Dataset entries
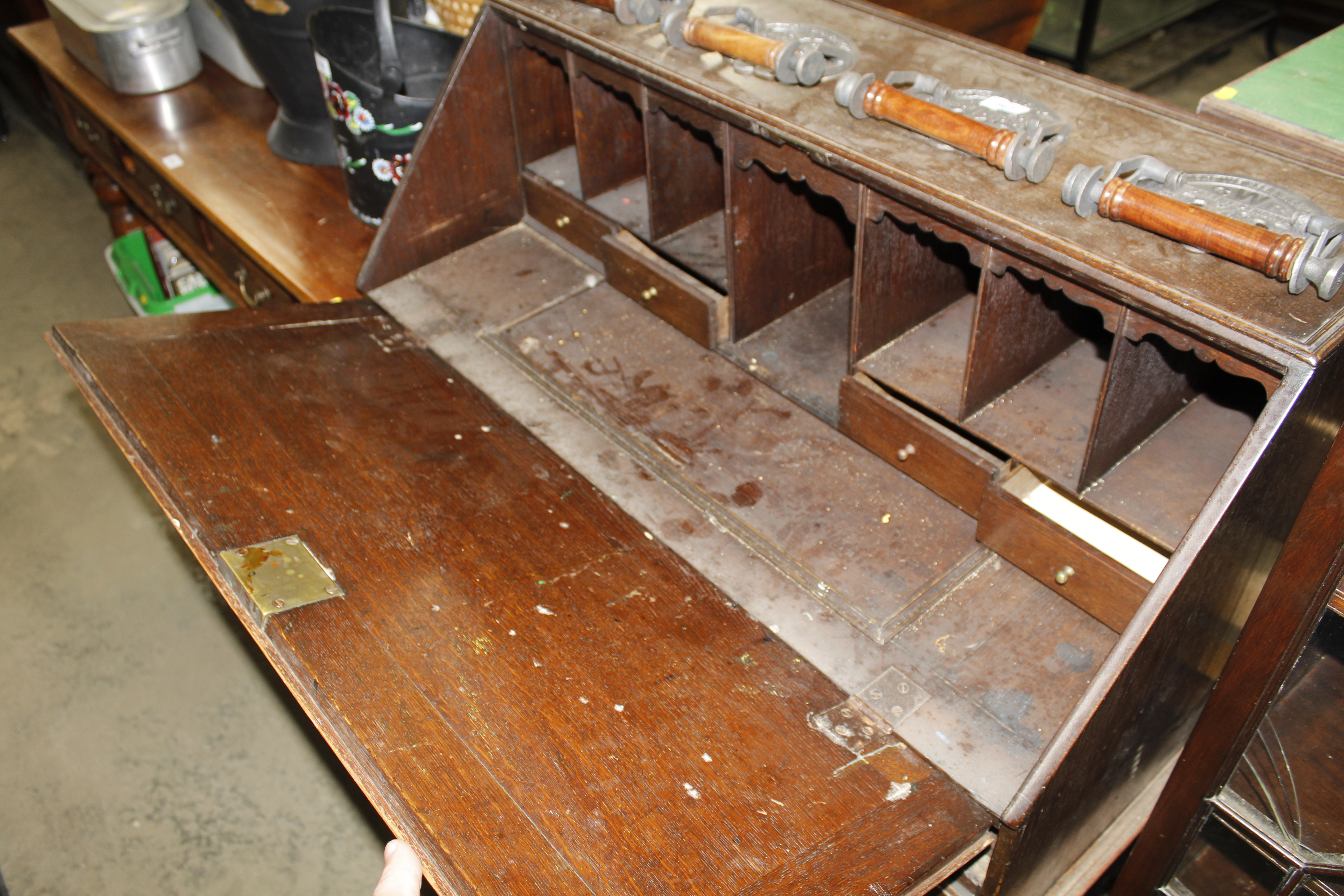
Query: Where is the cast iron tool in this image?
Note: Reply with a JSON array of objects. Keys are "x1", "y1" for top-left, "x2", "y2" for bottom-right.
[
  {"x1": 836, "y1": 71, "x2": 1068, "y2": 184},
  {"x1": 1062, "y1": 156, "x2": 1344, "y2": 299},
  {"x1": 663, "y1": 3, "x2": 857, "y2": 86}
]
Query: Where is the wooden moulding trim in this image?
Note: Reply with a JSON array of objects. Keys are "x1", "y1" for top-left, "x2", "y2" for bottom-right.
[
  {"x1": 864, "y1": 190, "x2": 989, "y2": 269},
  {"x1": 1125, "y1": 310, "x2": 1282, "y2": 398},
  {"x1": 988, "y1": 249, "x2": 1125, "y2": 333},
  {"x1": 1001, "y1": 368, "x2": 1313, "y2": 829},
  {"x1": 508, "y1": 24, "x2": 564, "y2": 65},
  {"x1": 644, "y1": 85, "x2": 729, "y2": 150},
  {"x1": 487, "y1": 0, "x2": 1328, "y2": 368},
  {"x1": 732, "y1": 130, "x2": 860, "y2": 224},
  {"x1": 355, "y1": 5, "x2": 524, "y2": 296}
]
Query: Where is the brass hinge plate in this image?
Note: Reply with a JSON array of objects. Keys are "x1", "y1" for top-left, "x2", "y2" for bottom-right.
[{"x1": 219, "y1": 535, "x2": 345, "y2": 621}]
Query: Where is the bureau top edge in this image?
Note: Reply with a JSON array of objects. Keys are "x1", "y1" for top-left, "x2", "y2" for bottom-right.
[{"x1": 489, "y1": 0, "x2": 1344, "y2": 368}]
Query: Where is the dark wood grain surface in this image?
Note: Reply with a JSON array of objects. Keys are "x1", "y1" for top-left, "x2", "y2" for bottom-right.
[
  {"x1": 504, "y1": 27, "x2": 574, "y2": 165},
  {"x1": 644, "y1": 91, "x2": 726, "y2": 240},
  {"x1": 860, "y1": 0, "x2": 1046, "y2": 52},
  {"x1": 891, "y1": 554, "x2": 1117, "y2": 751},
  {"x1": 570, "y1": 54, "x2": 645, "y2": 199},
  {"x1": 9, "y1": 20, "x2": 374, "y2": 302},
  {"x1": 840, "y1": 373, "x2": 1004, "y2": 516},
  {"x1": 1081, "y1": 314, "x2": 1199, "y2": 489},
  {"x1": 976, "y1": 484, "x2": 1151, "y2": 633},
  {"x1": 51, "y1": 299, "x2": 988, "y2": 895},
  {"x1": 966, "y1": 340, "x2": 1108, "y2": 492},
  {"x1": 727, "y1": 129, "x2": 859, "y2": 340},
  {"x1": 853, "y1": 199, "x2": 980, "y2": 360},
  {"x1": 1082, "y1": 395, "x2": 1255, "y2": 551},
  {"x1": 961, "y1": 261, "x2": 1097, "y2": 422},
  {"x1": 602, "y1": 231, "x2": 729, "y2": 348},
  {"x1": 855, "y1": 294, "x2": 976, "y2": 421}
]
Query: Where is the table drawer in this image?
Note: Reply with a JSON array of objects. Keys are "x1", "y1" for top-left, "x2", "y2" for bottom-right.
[
  {"x1": 976, "y1": 469, "x2": 1165, "y2": 633},
  {"x1": 200, "y1": 220, "x2": 294, "y2": 308},
  {"x1": 839, "y1": 373, "x2": 1004, "y2": 516},
  {"x1": 523, "y1": 171, "x2": 620, "y2": 259},
  {"x1": 602, "y1": 230, "x2": 729, "y2": 348},
  {"x1": 62, "y1": 93, "x2": 117, "y2": 164}
]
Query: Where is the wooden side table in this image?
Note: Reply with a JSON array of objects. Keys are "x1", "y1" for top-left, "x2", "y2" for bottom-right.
[{"x1": 9, "y1": 22, "x2": 375, "y2": 306}]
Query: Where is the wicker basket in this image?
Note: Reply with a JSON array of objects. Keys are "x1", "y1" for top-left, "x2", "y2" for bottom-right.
[{"x1": 428, "y1": 0, "x2": 481, "y2": 36}]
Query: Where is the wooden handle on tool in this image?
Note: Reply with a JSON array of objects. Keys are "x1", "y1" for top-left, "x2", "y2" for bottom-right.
[
  {"x1": 1097, "y1": 177, "x2": 1306, "y2": 281},
  {"x1": 681, "y1": 17, "x2": 785, "y2": 71},
  {"x1": 863, "y1": 81, "x2": 1017, "y2": 168}
]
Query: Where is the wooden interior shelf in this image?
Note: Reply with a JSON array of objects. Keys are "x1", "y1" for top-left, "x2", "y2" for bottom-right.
[
  {"x1": 856, "y1": 294, "x2": 976, "y2": 421},
  {"x1": 76, "y1": 0, "x2": 1344, "y2": 896}
]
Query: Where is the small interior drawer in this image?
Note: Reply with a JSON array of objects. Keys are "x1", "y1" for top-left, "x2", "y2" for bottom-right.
[
  {"x1": 523, "y1": 171, "x2": 620, "y2": 258},
  {"x1": 65, "y1": 94, "x2": 117, "y2": 161},
  {"x1": 839, "y1": 373, "x2": 1004, "y2": 516},
  {"x1": 976, "y1": 467, "x2": 1167, "y2": 633},
  {"x1": 602, "y1": 230, "x2": 729, "y2": 348},
  {"x1": 121, "y1": 160, "x2": 199, "y2": 236}
]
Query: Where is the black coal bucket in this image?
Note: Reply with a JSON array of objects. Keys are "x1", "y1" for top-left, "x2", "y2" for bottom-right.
[
  {"x1": 216, "y1": 0, "x2": 372, "y2": 165},
  {"x1": 308, "y1": 0, "x2": 462, "y2": 224}
]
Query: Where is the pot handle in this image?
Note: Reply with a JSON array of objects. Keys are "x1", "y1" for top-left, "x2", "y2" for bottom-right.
[{"x1": 374, "y1": 0, "x2": 404, "y2": 97}]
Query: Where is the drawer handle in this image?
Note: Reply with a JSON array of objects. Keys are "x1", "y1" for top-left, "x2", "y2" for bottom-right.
[
  {"x1": 149, "y1": 184, "x2": 177, "y2": 215},
  {"x1": 234, "y1": 267, "x2": 270, "y2": 308}
]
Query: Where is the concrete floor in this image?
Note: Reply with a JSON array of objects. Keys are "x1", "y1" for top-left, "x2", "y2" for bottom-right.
[
  {"x1": 0, "y1": 101, "x2": 390, "y2": 896},
  {"x1": 0, "y1": 12, "x2": 1312, "y2": 896}
]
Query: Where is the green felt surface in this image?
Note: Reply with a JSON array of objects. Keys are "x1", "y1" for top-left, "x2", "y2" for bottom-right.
[{"x1": 1214, "y1": 27, "x2": 1344, "y2": 140}]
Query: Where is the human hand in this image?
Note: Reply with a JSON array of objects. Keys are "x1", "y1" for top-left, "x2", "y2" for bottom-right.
[{"x1": 374, "y1": 839, "x2": 421, "y2": 896}]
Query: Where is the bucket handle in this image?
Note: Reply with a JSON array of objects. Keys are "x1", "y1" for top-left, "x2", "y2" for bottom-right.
[{"x1": 374, "y1": 0, "x2": 404, "y2": 97}]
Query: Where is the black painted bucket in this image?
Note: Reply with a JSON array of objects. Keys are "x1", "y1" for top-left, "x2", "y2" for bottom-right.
[
  {"x1": 216, "y1": 0, "x2": 372, "y2": 165},
  {"x1": 308, "y1": 0, "x2": 462, "y2": 224}
]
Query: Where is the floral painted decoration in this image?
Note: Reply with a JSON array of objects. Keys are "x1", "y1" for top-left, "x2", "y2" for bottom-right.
[
  {"x1": 323, "y1": 78, "x2": 378, "y2": 136},
  {"x1": 374, "y1": 153, "x2": 411, "y2": 184}
]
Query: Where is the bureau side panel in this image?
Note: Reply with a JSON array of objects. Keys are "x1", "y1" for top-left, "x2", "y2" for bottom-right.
[
  {"x1": 985, "y1": 356, "x2": 1344, "y2": 896},
  {"x1": 358, "y1": 9, "x2": 523, "y2": 296}
]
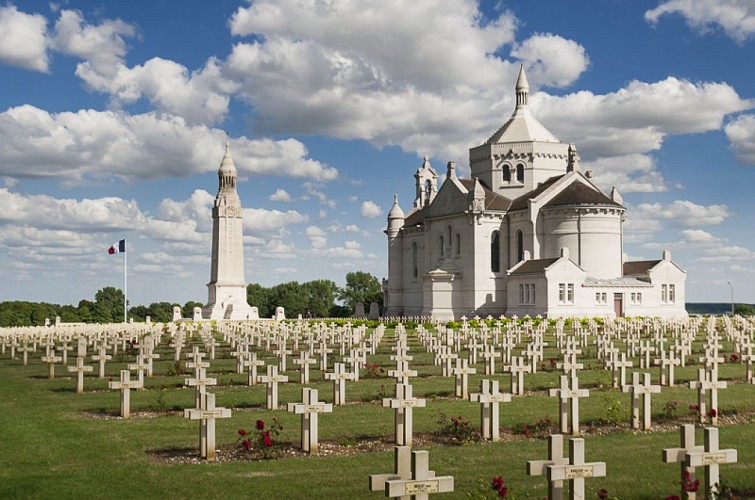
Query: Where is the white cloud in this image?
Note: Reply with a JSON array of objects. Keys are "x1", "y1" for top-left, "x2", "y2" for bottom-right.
[
  {"x1": 362, "y1": 200, "x2": 382, "y2": 218},
  {"x1": 511, "y1": 33, "x2": 590, "y2": 87},
  {"x1": 724, "y1": 115, "x2": 755, "y2": 164},
  {"x1": 626, "y1": 200, "x2": 731, "y2": 232},
  {"x1": 51, "y1": 10, "x2": 136, "y2": 75},
  {"x1": 645, "y1": 0, "x2": 755, "y2": 44},
  {"x1": 679, "y1": 229, "x2": 723, "y2": 245},
  {"x1": 244, "y1": 208, "x2": 309, "y2": 236},
  {"x1": 268, "y1": 188, "x2": 291, "y2": 201},
  {"x1": 306, "y1": 226, "x2": 328, "y2": 248},
  {"x1": 0, "y1": 105, "x2": 338, "y2": 183},
  {"x1": 582, "y1": 154, "x2": 667, "y2": 193},
  {"x1": 530, "y1": 77, "x2": 753, "y2": 160},
  {"x1": 0, "y1": 5, "x2": 49, "y2": 72}
]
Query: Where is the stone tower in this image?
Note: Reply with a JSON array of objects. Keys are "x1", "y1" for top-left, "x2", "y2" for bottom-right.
[{"x1": 202, "y1": 140, "x2": 257, "y2": 319}]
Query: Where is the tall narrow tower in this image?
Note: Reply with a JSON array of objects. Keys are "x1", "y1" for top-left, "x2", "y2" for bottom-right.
[{"x1": 202, "y1": 140, "x2": 256, "y2": 319}]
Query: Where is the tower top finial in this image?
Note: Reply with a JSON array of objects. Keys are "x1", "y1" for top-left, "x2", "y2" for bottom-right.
[{"x1": 515, "y1": 64, "x2": 530, "y2": 108}]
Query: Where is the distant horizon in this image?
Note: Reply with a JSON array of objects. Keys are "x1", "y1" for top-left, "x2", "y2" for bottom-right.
[{"x1": 0, "y1": 0, "x2": 755, "y2": 305}]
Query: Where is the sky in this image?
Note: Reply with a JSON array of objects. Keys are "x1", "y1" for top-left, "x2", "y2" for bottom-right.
[{"x1": 0, "y1": 0, "x2": 755, "y2": 305}]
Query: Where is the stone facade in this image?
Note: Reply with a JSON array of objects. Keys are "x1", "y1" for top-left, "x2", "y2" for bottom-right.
[
  {"x1": 384, "y1": 69, "x2": 686, "y2": 319},
  {"x1": 202, "y1": 141, "x2": 258, "y2": 320}
]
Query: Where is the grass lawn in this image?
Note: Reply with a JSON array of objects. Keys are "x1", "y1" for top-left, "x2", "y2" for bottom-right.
[{"x1": 0, "y1": 322, "x2": 755, "y2": 499}]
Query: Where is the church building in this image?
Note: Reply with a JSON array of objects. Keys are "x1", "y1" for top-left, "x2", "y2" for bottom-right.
[
  {"x1": 384, "y1": 68, "x2": 687, "y2": 320},
  {"x1": 202, "y1": 140, "x2": 259, "y2": 320}
]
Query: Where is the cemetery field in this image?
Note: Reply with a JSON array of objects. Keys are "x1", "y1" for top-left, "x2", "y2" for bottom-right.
[{"x1": 0, "y1": 320, "x2": 755, "y2": 499}]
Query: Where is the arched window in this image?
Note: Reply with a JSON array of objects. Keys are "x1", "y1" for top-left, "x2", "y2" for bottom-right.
[
  {"x1": 516, "y1": 229, "x2": 524, "y2": 262},
  {"x1": 412, "y1": 241, "x2": 417, "y2": 278},
  {"x1": 490, "y1": 231, "x2": 501, "y2": 273}
]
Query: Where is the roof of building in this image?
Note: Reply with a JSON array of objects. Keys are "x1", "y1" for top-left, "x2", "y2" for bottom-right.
[
  {"x1": 459, "y1": 179, "x2": 511, "y2": 210},
  {"x1": 404, "y1": 207, "x2": 425, "y2": 227},
  {"x1": 509, "y1": 174, "x2": 566, "y2": 210},
  {"x1": 584, "y1": 277, "x2": 653, "y2": 287},
  {"x1": 623, "y1": 260, "x2": 661, "y2": 276},
  {"x1": 511, "y1": 257, "x2": 559, "y2": 275},
  {"x1": 545, "y1": 182, "x2": 621, "y2": 207}
]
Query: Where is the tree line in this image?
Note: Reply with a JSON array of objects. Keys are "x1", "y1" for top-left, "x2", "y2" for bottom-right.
[{"x1": 0, "y1": 271, "x2": 383, "y2": 327}]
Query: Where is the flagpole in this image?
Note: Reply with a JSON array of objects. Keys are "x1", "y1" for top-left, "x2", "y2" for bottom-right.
[{"x1": 123, "y1": 238, "x2": 128, "y2": 323}]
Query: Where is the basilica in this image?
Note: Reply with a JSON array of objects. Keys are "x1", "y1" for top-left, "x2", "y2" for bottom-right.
[{"x1": 384, "y1": 68, "x2": 687, "y2": 320}]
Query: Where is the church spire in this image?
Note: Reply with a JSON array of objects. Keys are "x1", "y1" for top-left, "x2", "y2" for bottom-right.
[
  {"x1": 218, "y1": 138, "x2": 237, "y2": 191},
  {"x1": 516, "y1": 64, "x2": 530, "y2": 108}
]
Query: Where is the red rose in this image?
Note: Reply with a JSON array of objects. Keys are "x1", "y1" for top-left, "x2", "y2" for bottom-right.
[{"x1": 262, "y1": 431, "x2": 273, "y2": 446}]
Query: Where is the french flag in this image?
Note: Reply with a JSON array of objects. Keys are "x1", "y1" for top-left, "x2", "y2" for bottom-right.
[{"x1": 107, "y1": 240, "x2": 126, "y2": 255}]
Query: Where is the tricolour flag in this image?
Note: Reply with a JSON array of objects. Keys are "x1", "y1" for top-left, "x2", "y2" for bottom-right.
[{"x1": 107, "y1": 240, "x2": 126, "y2": 255}]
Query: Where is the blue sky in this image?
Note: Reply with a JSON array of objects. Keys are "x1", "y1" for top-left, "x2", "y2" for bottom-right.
[{"x1": 0, "y1": 0, "x2": 755, "y2": 304}]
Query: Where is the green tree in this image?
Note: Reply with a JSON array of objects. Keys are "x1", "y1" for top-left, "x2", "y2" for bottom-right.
[
  {"x1": 92, "y1": 286, "x2": 124, "y2": 323},
  {"x1": 268, "y1": 281, "x2": 307, "y2": 318},
  {"x1": 338, "y1": 271, "x2": 383, "y2": 312},
  {"x1": 301, "y1": 280, "x2": 338, "y2": 318},
  {"x1": 246, "y1": 283, "x2": 273, "y2": 318}
]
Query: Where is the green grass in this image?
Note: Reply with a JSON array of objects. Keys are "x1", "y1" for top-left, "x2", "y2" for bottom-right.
[{"x1": 0, "y1": 324, "x2": 755, "y2": 499}]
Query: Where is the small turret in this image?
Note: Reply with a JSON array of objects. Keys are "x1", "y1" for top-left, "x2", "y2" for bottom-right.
[
  {"x1": 386, "y1": 194, "x2": 405, "y2": 238},
  {"x1": 516, "y1": 64, "x2": 530, "y2": 108}
]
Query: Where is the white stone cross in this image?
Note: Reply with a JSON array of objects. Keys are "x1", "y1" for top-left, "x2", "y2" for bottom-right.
[
  {"x1": 621, "y1": 372, "x2": 661, "y2": 431},
  {"x1": 503, "y1": 356, "x2": 531, "y2": 396},
  {"x1": 385, "y1": 451, "x2": 454, "y2": 500},
  {"x1": 184, "y1": 363, "x2": 218, "y2": 408},
  {"x1": 68, "y1": 357, "x2": 94, "y2": 394},
  {"x1": 92, "y1": 342, "x2": 113, "y2": 378},
  {"x1": 608, "y1": 352, "x2": 633, "y2": 389},
  {"x1": 685, "y1": 427, "x2": 737, "y2": 498},
  {"x1": 42, "y1": 349, "x2": 63, "y2": 380},
  {"x1": 654, "y1": 351, "x2": 679, "y2": 387},
  {"x1": 469, "y1": 379, "x2": 511, "y2": 441},
  {"x1": 325, "y1": 363, "x2": 354, "y2": 406},
  {"x1": 453, "y1": 358, "x2": 477, "y2": 399},
  {"x1": 548, "y1": 375, "x2": 590, "y2": 436},
  {"x1": 242, "y1": 352, "x2": 265, "y2": 386},
  {"x1": 184, "y1": 392, "x2": 231, "y2": 461},
  {"x1": 388, "y1": 356, "x2": 417, "y2": 384},
  {"x1": 482, "y1": 345, "x2": 500, "y2": 375},
  {"x1": 370, "y1": 446, "x2": 420, "y2": 491},
  {"x1": 294, "y1": 351, "x2": 317, "y2": 384},
  {"x1": 689, "y1": 368, "x2": 728, "y2": 425},
  {"x1": 257, "y1": 365, "x2": 288, "y2": 410},
  {"x1": 288, "y1": 387, "x2": 333, "y2": 455},
  {"x1": 17, "y1": 339, "x2": 34, "y2": 366},
  {"x1": 108, "y1": 370, "x2": 144, "y2": 418},
  {"x1": 383, "y1": 384, "x2": 425, "y2": 446},
  {"x1": 126, "y1": 354, "x2": 149, "y2": 385},
  {"x1": 556, "y1": 351, "x2": 585, "y2": 377},
  {"x1": 545, "y1": 438, "x2": 606, "y2": 499},
  {"x1": 527, "y1": 434, "x2": 569, "y2": 500},
  {"x1": 663, "y1": 424, "x2": 705, "y2": 500}
]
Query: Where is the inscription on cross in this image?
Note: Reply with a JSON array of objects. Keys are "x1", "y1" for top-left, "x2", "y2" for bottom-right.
[
  {"x1": 288, "y1": 388, "x2": 333, "y2": 455},
  {"x1": 469, "y1": 379, "x2": 511, "y2": 441}
]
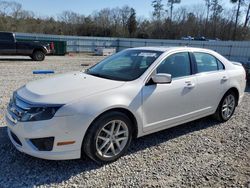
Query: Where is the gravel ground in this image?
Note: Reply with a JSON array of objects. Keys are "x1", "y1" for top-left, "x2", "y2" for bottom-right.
[{"x1": 0, "y1": 55, "x2": 250, "y2": 188}]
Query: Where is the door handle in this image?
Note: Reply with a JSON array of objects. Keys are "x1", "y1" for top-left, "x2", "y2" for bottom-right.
[
  {"x1": 185, "y1": 81, "x2": 195, "y2": 89},
  {"x1": 221, "y1": 76, "x2": 228, "y2": 81}
]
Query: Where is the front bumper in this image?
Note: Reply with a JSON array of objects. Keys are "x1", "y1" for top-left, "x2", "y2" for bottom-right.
[{"x1": 5, "y1": 112, "x2": 93, "y2": 160}]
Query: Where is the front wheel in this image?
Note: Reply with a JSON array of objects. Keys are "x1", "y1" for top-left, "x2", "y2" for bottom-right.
[
  {"x1": 83, "y1": 112, "x2": 132, "y2": 163},
  {"x1": 214, "y1": 91, "x2": 237, "y2": 122}
]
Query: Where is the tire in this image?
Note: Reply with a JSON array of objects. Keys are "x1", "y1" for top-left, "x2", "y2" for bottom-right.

- _EXERCISE TASK_:
Gather every line in the records above that contains the word "small" and copy each of those lines in full.

- _REPLY TO THE EXERCISE_:
Query: Where is the small interior drawer in this image?
Query: Where is the small turret in this image?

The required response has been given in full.